Set down word for word the part of the account of the walk to Bolehills below, from "I was particularly" up to and including "around South Yorkshire.".

Quoted passage:
•••
When visiting Crookes, although I had made plans to look at the work of the Sheffield architect, WJ Hale, I had also read an article by Peter Kennett on the Sheffield Area Geology Trust (SAGT) website, where the use of stone from Bole Hill and Walkley Bank to build some of the Sheffield Board Schools has been highlighted.
I was particularly interested in the photo of the outcrop of the Crawshaw Sandstone at Bolehills, which showed a form of cross-bedding that I had not seen before during many surveys of the Upper Carboniferous sandstones in and around South Yorkshire.
Having walked up Springvale Road, after looking at the former Crookes Congregational Church, and continuing along Bole Hill Lane, I briefly stopped at Cocked Hat Cottages to admire the fantastic view of the area to the west of Stannington.
Despite the ‘rules’ that were in force during week 50 of the COVID-19 Pandemic, I wasn’t at all bothered about the number of people there – especially since we all wanted to appreciate the best view in Sheffield - but I was concerned that the rock exposures were ‘occupied’.
Armed with my new Estwing 20 oz brick hammer, I wanted to collect a sample of the Crawshaw Sandstone but, although there were a few loose blocks lying around, these can often be deeply weathered - as every geologist will know.
•••
Provided data:
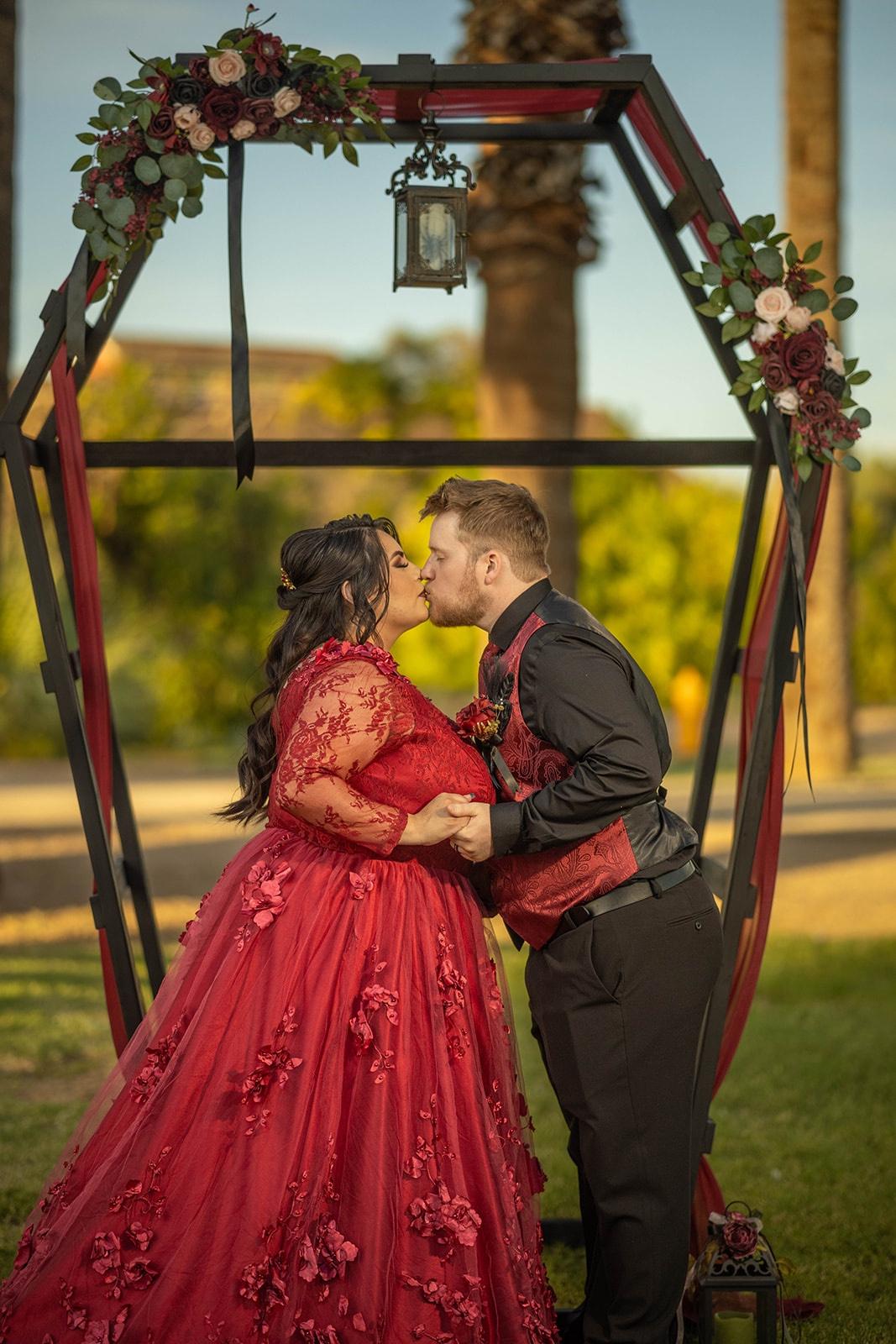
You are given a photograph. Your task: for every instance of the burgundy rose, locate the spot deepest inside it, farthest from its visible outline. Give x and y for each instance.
•••
Output below:
I was particularly interested in the photo of the outcrop of the Crawshaw Sandstone at Bolehills, which showed a form of cross-bedding that I had not seen before during many surveys of the Upper Carboniferous sandstones in and around South Yorkshire.